WORKING DATA section start

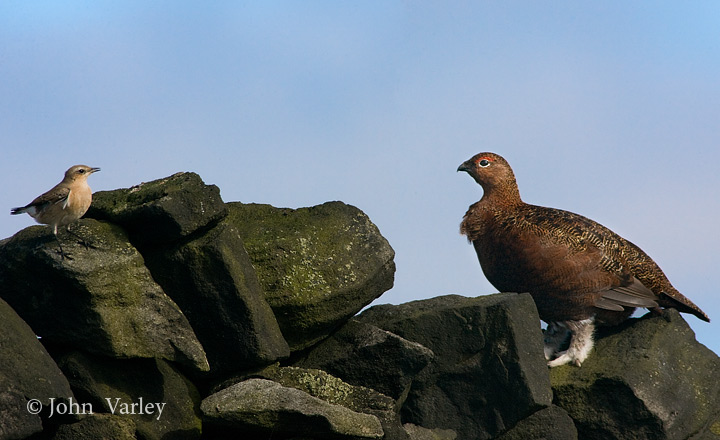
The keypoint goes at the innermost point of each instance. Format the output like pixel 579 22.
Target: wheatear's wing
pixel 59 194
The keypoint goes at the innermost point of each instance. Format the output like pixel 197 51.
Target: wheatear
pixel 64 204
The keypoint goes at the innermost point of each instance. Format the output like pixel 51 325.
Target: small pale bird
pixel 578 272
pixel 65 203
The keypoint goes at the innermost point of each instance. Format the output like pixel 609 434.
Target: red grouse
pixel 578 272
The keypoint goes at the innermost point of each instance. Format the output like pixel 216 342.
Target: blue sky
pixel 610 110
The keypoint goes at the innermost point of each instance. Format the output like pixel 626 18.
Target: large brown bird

WORKING DATA section end

Write out, word for word, every line from the one containing "pixel 197 51." through the last line of the records above.

The keypoint goes at the innermost point of each instance. Format the output like pixel 197 51.
Target: wheatear
pixel 64 204
The keypoint goes at the innermost point of each instance. Format the output like pixel 51 325.
Target: small pale bird
pixel 578 272
pixel 65 203
The keypoint goes at the innermost point of each instance. Format the output like pixel 609 434.
Target: red grouse
pixel 578 272
The keypoint goes at the innermost point of each instance. Format the output like pixel 216 342.
Target: blue sky
pixel 610 110
The keypoint goes at the innermost point of each instance. Format the output like pixel 626 18.
Target: large brown bird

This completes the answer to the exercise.